Source excerpt ▸
— begin —

Location
- 1 Titan Trace Mandeville, Louisiana 70448 United States 30°24′21″N 89°57′57″W﻿ / ﻿30.40595°N 89.96573°W

Information
- Type: Public secondary
- Established: 2009
- School district: St. Tammany Parish Public Schools
- Principal: April Jarrell
- Staff: 66.24 (FTE)
- Grades: 9–12
- Enrollment: 835 (2024–2025)
- Student to teacher ratio: 12.61
- Campus: Suburban
- Colors: Black and silver
- Mascot: Titan
- Team name: Titans
- Rival: Fontainebleau High School Mandeville High School
- Website: lakeshorehigh.stpsb.org

= Lakeshore High School =

Lakeshore High School is a public high school located in unincorporated St. Tammany Parish, Louisiana, United States, north of Mandeville. Lakeshore High School receives the students from Monteleone Junior High School. The school is operated by the St. Tammany Parish Public Schools district.

— end —

Written request A ▸
Turn the entries, from the line containing "Provide the polygon of every instance of the hand." through the line containing "M128 121L118 124L112", into a numbered list, leaving out any blank lines.

Data for processing ▸
— begin —

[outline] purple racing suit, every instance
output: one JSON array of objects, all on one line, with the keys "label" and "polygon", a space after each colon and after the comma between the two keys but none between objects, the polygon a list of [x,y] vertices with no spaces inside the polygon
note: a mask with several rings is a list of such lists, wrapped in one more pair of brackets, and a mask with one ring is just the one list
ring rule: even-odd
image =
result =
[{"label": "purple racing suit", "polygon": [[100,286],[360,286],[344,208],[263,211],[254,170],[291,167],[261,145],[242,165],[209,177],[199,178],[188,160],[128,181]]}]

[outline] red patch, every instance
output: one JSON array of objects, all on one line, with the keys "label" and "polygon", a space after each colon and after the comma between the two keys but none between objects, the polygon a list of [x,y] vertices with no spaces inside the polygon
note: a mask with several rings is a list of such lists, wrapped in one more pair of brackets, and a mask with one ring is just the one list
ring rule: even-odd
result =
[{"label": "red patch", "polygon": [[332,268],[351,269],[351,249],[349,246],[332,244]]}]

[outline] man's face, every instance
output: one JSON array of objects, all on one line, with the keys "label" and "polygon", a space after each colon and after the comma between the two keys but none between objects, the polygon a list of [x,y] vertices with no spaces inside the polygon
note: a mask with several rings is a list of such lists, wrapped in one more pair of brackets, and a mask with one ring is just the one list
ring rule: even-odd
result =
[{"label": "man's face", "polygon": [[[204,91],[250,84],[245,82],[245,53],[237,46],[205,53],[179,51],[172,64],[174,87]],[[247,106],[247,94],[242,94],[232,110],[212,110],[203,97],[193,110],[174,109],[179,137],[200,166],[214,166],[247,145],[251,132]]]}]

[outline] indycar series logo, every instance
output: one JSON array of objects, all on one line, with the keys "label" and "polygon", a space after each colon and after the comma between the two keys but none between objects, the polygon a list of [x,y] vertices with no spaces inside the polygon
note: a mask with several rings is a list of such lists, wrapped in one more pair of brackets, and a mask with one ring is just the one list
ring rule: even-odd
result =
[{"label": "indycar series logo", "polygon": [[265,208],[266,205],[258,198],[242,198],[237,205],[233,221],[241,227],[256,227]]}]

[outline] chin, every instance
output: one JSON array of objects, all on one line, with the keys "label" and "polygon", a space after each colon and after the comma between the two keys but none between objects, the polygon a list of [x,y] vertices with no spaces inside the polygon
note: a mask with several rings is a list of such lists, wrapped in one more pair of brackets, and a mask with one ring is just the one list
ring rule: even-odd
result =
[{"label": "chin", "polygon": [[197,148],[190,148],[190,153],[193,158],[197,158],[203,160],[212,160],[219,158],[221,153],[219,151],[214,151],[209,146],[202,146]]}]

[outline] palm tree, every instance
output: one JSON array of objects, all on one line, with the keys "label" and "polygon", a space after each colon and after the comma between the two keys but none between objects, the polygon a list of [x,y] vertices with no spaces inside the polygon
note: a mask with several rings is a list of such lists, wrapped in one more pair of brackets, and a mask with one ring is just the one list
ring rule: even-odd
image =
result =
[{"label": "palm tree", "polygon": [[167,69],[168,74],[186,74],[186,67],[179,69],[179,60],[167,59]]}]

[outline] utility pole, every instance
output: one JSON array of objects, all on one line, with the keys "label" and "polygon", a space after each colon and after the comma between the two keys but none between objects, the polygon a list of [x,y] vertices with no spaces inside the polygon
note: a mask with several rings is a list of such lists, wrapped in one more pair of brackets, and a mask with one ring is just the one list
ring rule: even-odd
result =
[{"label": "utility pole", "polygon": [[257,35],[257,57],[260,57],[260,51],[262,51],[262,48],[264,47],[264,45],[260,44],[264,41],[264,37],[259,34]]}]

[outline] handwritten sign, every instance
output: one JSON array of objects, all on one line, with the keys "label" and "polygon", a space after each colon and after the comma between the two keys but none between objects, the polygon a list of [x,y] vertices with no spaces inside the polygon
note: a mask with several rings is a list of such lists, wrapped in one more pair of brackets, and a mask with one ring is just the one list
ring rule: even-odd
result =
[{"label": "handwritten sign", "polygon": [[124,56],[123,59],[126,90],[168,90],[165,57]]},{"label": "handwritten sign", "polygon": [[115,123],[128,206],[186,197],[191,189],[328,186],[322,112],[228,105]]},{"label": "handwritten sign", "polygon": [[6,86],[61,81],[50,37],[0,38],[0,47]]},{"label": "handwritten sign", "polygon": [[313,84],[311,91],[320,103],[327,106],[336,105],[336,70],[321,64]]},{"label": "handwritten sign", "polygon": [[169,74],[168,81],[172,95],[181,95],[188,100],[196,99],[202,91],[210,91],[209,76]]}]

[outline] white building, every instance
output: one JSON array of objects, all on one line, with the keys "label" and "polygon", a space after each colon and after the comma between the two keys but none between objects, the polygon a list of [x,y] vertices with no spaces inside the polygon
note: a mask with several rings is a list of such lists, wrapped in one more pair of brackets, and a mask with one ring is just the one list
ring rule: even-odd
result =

— end —
— begin —

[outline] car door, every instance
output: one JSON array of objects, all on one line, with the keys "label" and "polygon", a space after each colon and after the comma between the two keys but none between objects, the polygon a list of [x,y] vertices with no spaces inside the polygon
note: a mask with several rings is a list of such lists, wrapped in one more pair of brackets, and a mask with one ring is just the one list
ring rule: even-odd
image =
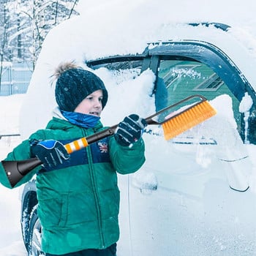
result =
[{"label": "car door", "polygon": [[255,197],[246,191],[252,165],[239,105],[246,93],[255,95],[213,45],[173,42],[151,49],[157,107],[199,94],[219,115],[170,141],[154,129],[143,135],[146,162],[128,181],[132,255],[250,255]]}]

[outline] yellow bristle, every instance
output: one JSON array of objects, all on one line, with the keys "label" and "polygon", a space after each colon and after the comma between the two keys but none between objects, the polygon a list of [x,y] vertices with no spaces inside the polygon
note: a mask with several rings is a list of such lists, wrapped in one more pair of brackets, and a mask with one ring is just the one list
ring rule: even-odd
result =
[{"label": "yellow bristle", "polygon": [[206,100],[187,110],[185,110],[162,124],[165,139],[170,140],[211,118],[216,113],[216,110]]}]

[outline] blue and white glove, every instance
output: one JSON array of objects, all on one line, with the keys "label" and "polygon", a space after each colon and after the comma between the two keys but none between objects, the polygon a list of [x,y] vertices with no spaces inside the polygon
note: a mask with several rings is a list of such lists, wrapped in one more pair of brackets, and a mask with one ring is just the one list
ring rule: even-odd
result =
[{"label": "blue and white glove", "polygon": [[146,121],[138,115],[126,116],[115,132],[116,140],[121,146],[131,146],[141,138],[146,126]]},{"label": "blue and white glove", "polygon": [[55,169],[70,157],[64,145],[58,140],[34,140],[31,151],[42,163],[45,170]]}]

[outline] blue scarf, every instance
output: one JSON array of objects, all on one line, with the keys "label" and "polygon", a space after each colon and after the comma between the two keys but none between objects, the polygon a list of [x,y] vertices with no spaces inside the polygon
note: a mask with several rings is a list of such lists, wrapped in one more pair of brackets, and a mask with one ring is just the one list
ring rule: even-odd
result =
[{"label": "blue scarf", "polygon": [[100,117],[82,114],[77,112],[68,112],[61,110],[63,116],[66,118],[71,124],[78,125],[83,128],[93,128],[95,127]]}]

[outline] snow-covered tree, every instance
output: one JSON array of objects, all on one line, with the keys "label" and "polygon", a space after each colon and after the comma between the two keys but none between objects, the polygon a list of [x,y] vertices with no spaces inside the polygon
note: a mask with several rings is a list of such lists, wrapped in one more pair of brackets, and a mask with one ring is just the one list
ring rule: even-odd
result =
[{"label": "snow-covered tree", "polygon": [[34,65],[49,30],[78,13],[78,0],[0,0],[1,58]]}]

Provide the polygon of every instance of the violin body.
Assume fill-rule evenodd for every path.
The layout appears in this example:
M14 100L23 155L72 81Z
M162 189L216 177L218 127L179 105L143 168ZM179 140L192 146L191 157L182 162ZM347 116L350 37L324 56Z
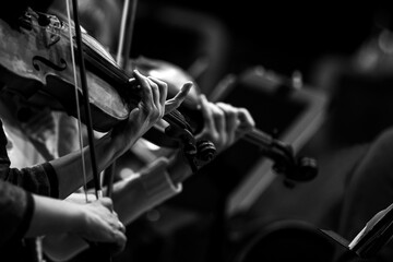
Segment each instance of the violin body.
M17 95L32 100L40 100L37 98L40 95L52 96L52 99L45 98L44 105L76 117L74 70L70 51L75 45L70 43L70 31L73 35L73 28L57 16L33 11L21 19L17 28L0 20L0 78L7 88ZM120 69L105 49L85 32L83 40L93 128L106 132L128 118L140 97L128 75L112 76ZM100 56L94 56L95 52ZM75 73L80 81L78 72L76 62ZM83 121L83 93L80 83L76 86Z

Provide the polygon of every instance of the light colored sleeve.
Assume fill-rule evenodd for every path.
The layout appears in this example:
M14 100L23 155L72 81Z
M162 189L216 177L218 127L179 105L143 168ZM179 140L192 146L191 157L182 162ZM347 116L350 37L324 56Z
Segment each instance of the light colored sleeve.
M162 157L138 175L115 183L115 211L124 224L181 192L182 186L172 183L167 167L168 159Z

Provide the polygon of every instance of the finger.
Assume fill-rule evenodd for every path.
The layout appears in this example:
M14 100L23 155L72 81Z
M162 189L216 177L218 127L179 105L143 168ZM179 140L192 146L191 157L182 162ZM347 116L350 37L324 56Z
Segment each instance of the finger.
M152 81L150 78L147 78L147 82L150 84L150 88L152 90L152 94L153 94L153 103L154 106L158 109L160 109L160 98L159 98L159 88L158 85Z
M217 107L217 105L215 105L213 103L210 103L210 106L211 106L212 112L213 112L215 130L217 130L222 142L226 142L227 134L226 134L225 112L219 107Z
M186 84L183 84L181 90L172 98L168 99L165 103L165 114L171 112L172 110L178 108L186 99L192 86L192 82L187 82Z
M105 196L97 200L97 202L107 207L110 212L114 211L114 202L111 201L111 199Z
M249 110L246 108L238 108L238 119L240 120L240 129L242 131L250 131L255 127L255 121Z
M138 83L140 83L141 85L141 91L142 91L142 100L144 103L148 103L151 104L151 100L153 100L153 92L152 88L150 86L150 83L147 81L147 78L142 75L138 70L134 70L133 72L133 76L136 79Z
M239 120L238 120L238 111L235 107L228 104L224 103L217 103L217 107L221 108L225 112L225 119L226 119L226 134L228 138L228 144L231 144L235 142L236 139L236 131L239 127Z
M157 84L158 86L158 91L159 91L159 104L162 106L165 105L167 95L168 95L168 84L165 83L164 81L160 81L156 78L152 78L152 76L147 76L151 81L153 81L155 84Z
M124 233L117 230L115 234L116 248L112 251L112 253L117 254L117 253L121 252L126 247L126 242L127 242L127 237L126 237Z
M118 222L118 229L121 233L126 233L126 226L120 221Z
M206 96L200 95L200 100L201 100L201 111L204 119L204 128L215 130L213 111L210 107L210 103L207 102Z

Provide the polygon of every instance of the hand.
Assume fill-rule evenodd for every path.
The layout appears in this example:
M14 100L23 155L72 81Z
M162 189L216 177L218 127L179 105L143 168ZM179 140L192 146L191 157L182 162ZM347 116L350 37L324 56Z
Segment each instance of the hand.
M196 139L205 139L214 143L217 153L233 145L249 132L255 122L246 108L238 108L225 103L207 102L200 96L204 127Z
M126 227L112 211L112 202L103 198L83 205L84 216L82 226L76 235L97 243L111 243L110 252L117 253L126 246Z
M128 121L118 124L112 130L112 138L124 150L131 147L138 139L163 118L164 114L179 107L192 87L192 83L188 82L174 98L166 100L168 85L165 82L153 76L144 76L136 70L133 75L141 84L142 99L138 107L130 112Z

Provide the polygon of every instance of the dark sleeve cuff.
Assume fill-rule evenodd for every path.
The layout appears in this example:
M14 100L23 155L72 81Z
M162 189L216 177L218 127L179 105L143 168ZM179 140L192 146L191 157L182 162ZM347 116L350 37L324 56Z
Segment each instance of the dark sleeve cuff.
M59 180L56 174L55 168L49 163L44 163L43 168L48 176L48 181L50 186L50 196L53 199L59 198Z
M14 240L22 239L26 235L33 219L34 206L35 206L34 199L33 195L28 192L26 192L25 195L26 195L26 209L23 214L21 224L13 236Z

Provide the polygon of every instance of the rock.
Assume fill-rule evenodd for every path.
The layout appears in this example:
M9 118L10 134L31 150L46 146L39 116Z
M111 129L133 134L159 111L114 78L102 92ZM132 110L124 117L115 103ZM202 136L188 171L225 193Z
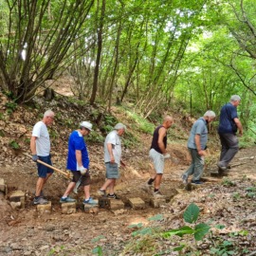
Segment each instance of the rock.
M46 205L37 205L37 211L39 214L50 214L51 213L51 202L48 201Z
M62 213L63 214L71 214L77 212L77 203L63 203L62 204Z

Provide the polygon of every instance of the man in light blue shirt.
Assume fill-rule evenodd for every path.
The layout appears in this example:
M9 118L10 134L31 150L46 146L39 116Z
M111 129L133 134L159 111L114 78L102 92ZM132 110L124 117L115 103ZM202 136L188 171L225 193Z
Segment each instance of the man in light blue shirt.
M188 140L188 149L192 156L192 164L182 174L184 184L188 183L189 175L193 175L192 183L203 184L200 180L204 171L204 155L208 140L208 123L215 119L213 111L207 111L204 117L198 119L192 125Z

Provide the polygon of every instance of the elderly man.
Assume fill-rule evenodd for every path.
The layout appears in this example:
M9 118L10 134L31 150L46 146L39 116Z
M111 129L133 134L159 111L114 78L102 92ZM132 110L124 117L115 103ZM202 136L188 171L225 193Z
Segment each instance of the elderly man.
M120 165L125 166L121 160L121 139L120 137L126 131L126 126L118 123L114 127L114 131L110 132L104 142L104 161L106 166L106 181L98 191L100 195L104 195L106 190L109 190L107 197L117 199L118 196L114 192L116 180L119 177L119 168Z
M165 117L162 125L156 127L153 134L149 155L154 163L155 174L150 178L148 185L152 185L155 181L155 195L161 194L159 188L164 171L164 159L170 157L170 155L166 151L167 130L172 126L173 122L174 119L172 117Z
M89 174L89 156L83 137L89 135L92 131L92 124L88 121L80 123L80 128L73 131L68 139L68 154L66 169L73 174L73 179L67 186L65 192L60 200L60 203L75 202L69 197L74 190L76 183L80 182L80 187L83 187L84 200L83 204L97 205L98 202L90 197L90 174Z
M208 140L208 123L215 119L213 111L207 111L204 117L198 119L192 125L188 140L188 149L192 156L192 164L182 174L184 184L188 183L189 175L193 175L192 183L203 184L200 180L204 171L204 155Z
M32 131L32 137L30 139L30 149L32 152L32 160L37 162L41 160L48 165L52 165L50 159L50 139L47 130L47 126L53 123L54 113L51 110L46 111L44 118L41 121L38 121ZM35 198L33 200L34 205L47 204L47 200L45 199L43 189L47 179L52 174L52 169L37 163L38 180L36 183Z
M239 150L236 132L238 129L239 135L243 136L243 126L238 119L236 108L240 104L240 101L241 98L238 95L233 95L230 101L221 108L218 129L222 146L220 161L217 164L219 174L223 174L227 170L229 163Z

— end —

Written request B ▸
Carry on the article about Lakeshore High School from the point where it stops.

Written response A ▸
1. Provide the polygon of every instance of the hand.
2. Assume fill-rule evenodd for every path.
3. The layout appears in this example:
4. M14 100L23 155L72 81Z
5. M162 189L216 177L218 127L179 105L143 168ZM179 140L192 146L191 157L182 162ZM347 116L350 37L324 56Z
6. Segment each instance of the hand.
7. M196 139L205 139L214 143L217 153L233 145L249 132L255 122L246 108L238 108L225 103L207 102L200 96L204 127Z
8. M126 227L112 211L112 202L103 198L83 205L84 216L82 226L76 235L97 243L111 243L110 252L117 253L126 246Z
9. M128 121L118 124L112 130L112 138L124 150L131 147L138 139L163 118L164 114L179 107L192 87L192 83L188 82L174 98L166 100L168 85L165 82L153 76L144 76L136 70L133 75L141 84L142 99L138 107L130 112Z

Written response B ▸
The school serves almost all of Lacombe and a small section of Mandeville. Lakeshore was founded in 2009 and its current enrollment is around 835 students, as of Spring 2025. The current mascot for Lakeshore High School is the Titans, and they are rivals of the Fontainebleau Bulldogs and the Mandeville Skippers.

==Academics==

The school offers many AP courses including Calculus, English III, and Human Geography.

==Athletics==
- Lakeshore High School is a member of District 8-4A in the Louisiana High School Athletic Association.

===Championships===
- Lakeshore High School boys Cross- Country team has won 5 District Championships in the following years; 2016, 2017, 2018, 2019, 2020
- Lakeshore High School football have been District Champions for the following years; 2017, 2018, 2019, 2020, 2022, 2025

The school football team made it to the LHSAA state championship in the 2017 season.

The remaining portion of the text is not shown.